EXERCISE OBJECTIVE → Would you please copy all of the data exactly, skipping the images?

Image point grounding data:
══════

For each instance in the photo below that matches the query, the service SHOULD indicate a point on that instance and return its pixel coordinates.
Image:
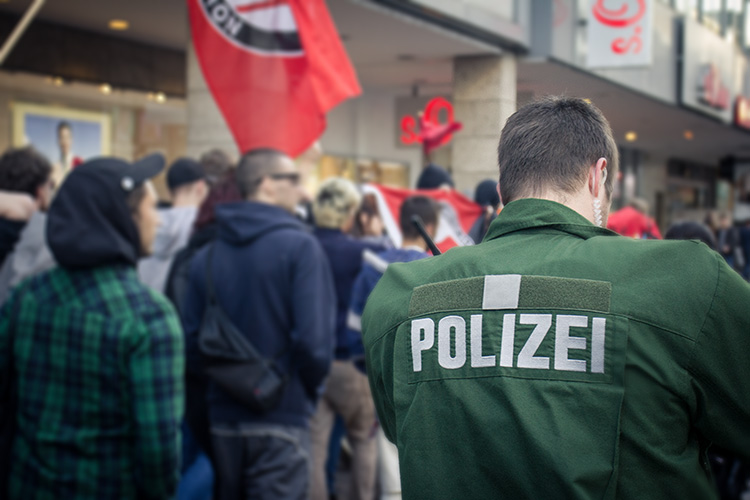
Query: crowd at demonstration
(115, 306)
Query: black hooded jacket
(89, 222)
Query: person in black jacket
(274, 284)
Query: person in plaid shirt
(97, 358)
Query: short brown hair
(550, 144)
(253, 167)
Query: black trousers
(261, 462)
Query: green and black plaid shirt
(99, 367)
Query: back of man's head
(24, 170)
(336, 202)
(426, 208)
(254, 166)
(550, 145)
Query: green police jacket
(558, 360)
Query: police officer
(558, 359)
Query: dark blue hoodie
(273, 281)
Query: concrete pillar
(206, 126)
(484, 96)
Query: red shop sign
(409, 124)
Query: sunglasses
(292, 177)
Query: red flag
(274, 68)
(457, 213)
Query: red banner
(274, 68)
(457, 213)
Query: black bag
(232, 362)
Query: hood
(244, 221)
(175, 226)
(89, 226)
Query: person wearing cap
(188, 186)
(94, 357)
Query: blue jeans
(261, 461)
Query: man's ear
(431, 229)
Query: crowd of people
(114, 304)
(100, 345)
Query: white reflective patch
(509, 337)
(597, 344)
(354, 321)
(526, 358)
(477, 360)
(564, 342)
(501, 291)
(458, 325)
(419, 344)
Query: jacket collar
(528, 213)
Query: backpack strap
(212, 300)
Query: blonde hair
(336, 201)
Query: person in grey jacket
(187, 183)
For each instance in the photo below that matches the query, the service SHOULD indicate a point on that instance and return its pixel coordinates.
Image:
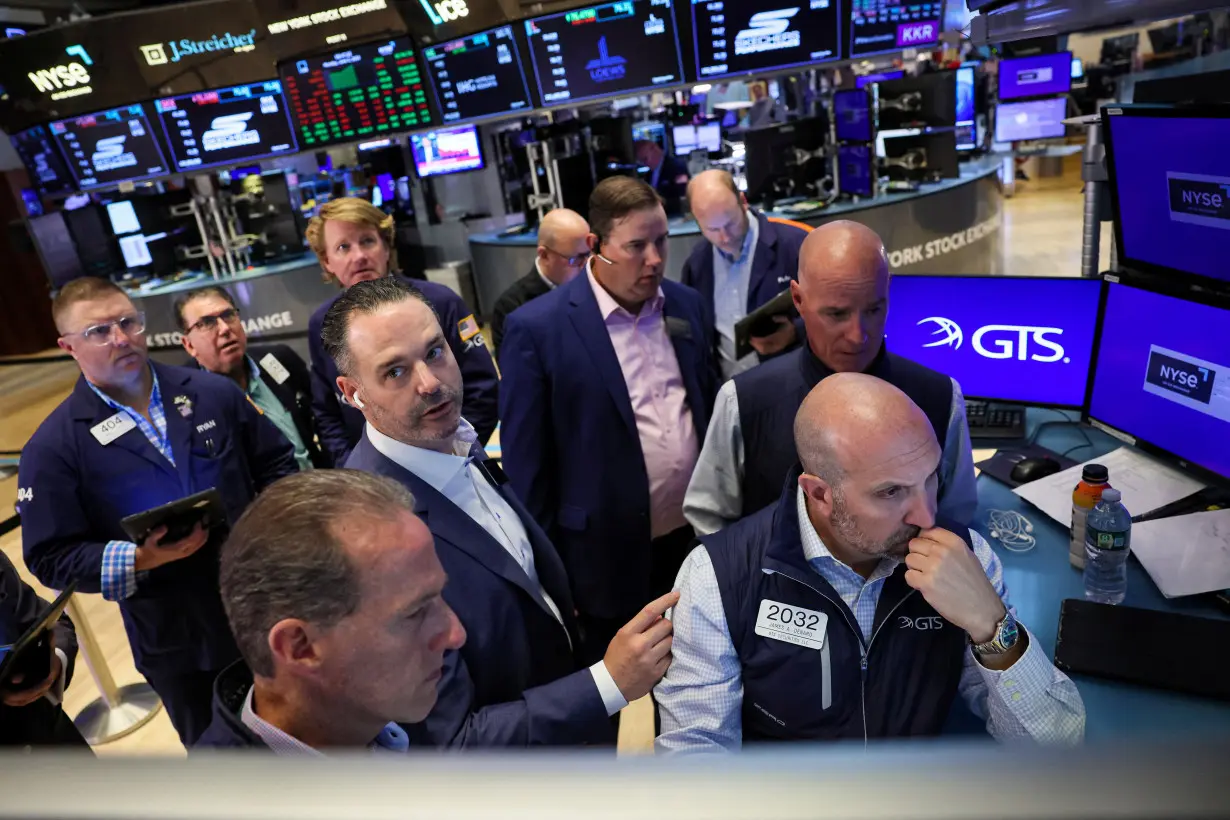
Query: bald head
(720, 210)
(563, 235)
(843, 294)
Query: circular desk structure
(946, 228)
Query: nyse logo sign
(68, 79)
(1006, 341)
(768, 31)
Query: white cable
(1012, 530)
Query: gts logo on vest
(1006, 342)
(65, 80)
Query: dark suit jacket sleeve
(54, 529)
(527, 435)
(325, 407)
(565, 712)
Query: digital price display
(373, 89)
(226, 126)
(615, 48)
(42, 160)
(110, 146)
(744, 36)
(878, 26)
(477, 76)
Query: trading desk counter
(946, 228)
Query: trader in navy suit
(609, 381)
(517, 681)
(354, 242)
(742, 261)
(134, 435)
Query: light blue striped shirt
(701, 696)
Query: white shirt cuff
(613, 698)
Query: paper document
(1145, 483)
(1186, 555)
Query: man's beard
(846, 528)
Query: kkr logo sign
(1007, 341)
(1182, 378)
(768, 31)
(1199, 199)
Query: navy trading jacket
(340, 425)
(74, 491)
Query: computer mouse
(1033, 469)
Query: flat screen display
(1021, 339)
(356, 94)
(1171, 187)
(851, 116)
(476, 76)
(1036, 76)
(111, 146)
(878, 26)
(226, 126)
(42, 160)
(1162, 375)
(1032, 119)
(744, 36)
(449, 150)
(615, 48)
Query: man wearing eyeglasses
(563, 248)
(134, 435)
(272, 375)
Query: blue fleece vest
(899, 684)
(770, 396)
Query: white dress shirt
(461, 481)
(701, 696)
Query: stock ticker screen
(476, 76)
(110, 146)
(743, 36)
(880, 26)
(362, 91)
(225, 126)
(608, 49)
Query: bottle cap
(1095, 473)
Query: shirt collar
(391, 738)
(437, 469)
(607, 304)
(749, 241)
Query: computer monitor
(1025, 339)
(449, 150)
(1170, 189)
(1161, 376)
(923, 157)
(1032, 119)
(851, 116)
(1041, 75)
(924, 101)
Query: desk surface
(1038, 580)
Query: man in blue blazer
(517, 681)
(743, 261)
(609, 382)
(354, 242)
(134, 435)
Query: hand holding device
(640, 653)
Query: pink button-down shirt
(659, 403)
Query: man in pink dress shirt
(608, 385)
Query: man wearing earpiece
(849, 609)
(608, 384)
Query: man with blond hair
(354, 242)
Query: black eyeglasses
(210, 322)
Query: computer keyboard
(994, 421)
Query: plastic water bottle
(1107, 544)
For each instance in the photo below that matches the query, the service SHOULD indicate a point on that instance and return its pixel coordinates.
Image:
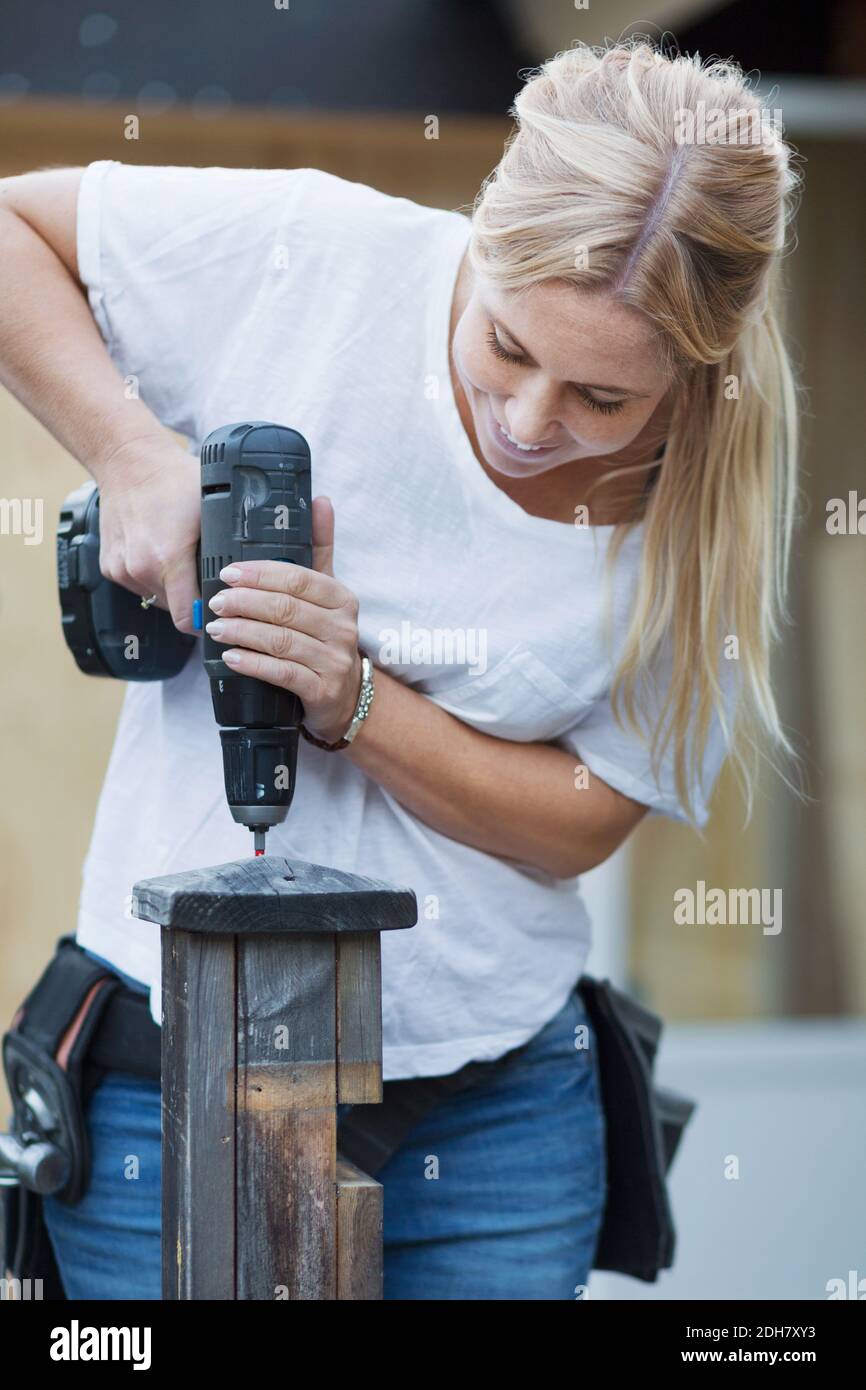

══════

RESPONSE TO THIS EXERCISE →
For each instance in the photo below that matches the query, the service SHOULD indicate a point on that instance and return its pixel coordinates.
Image:
Query: crowd at demonstration
(115, 306)
Query: black hooded jacket
(89, 222)
Query: person in black jacket
(274, 284)
Query: person in plaid shirt
(97, 358)
Query: short brown hair
(550, 144)
(253, 167)
Query: black trousers
(261, 462)
Query: green and black plaid shirt
(99, 367)
Query: back of man's head
(24, 170)
(336, 202)
(426, 208)
(254, 166)
(550, 145)
Query: green police jacket
(558, 360)
Query: police officer
(558, 359)
Query: dark blue hoodie
(273, 281)
Query: concrete pillar
(206, 126)
(484, 96)
Query: red shop sign
(409, 124)
Query: sunglasses
(292, 177)
Query: red flag
(274, 68)
(457, 213)
Query: red banner
(274, 68)
(457, 213)
Query: black bag
(232, 362)
Query: hood
(244, 221)
(175, 226)
(89, 226)
Query: person wearing cap
(188, 186)
(94, 357)
Query: blue jeans
(261, 461)
Query: man's ear
(431, 229)
Query: crowd of people
(114, 304)
(100, 345)
Query: white reflective patch
(509, 337)
(597, 344)
(354, 321)
(526, 358)
(477, 360)
(564, 342)
(501, 291)
(458, 325)
(419, 344)
Query: jacket collar
(528, 213)
Query: backpack strap
(212, 300)
Query: blonde hair
(336, 201)
Query: person in grey jacket
(187, 183)
For each instance in the photo below that matches the query, the service SHOULD indicate a point on that instance and return its pixel coordinates.
Image:
Query: bald head
(720, 210)
(563, 235)
(843, 294)
Query: circular desk structure
(946, 228)
Query: nyse logo sign
(68, 79)
(1006, 341)
(768, 31)
Query: white cable
(1012, 530)
Query: gts logo on vest
(1006, 342)
(65, 80)
Query: dark suit jacket sleeve
(54, 529)
(527, 435)
(325, 407)
(565, 712)
Query: digital price display
(373, 89)
(226, 126)
(615, 48)
(42, 160)
(110, 146)
(744, 36)
(878, 26)
(477, 76)
Query: trading desk counter
(946, 228)
Query: trader in navy suit
(609, 381)
(517, 681)
(354, 242)
(742, 261)
(134, 435)
Query: light blue striped shirt
(701, 696)
Query: white shirt cuff
(613, 698)
Query: paper document
(1145, 483)
(1186, 555)
Query: man's beard
(846, 528)
Query: kkr logo sign
(1007, 341)
(1182, 378)
(768, 31)
(1199, 199)
Query: navy trading jacket
(340, 425)
(74, 491)
Query: computer mouse
(1033, 469)
Query: flat screen display
(1021, 339)
(356, 94)
(1171, 187)
(851, 116)
(476, 76)
(1036, 76)
(111, 146)
(878, 26)
(226, 126)
(42, 160)
(1162, 375)
(1032, 119)
(744, 36)
(449, 150)
(615, 48)
Query: man wearing eyeglasses
(563, 248)
(134, 435)
(272, 375)
Query: blue fleece vest
(899, 684)
(770, 396)
Query: white dress shirt
(461, 481)
(701, 696)
Query: stock ticker screen
(476, 76)
(110, 146)
(743, 36)
(880, 26)
(362, 91)
(225, 126)
(608, 49)
Query: bottle cap
(1095, 473)
Query: shirt collar
(391, 738)
(437, 469)
(607, 304)
(749, 241)
Query: computer monitor
(1025, 339)
(449, 150)
(1170, 189)
(1161, 376)
(923, 157)
(1032, 119)
(851, 116)
(1041, 75)
(924, 101)
Query: desk surface
(1038, 580)
Query: man in blue blazer
(517, 681)
(743, 261)
(609, 382)
(354, 242)
(134, 435)
Query: hand holding device
(640, 653)
Query: pink button-down shirt
(659, 403)
Query: man in pink dress shirt
(608, 385)
Query: man wearing earpiece
(849, 609)
(608, 384)
Query: man with blond hair
(354, 242)
Query: black eyeglasses
(210, 322)
Query: computer keyboard
(994, 421)
Query: plastic water bottle
(1107, 544)
For each instance in the photo below that matches the query, the service SHOULD indicate a point on that instance and return its pixel coordinates.
Image:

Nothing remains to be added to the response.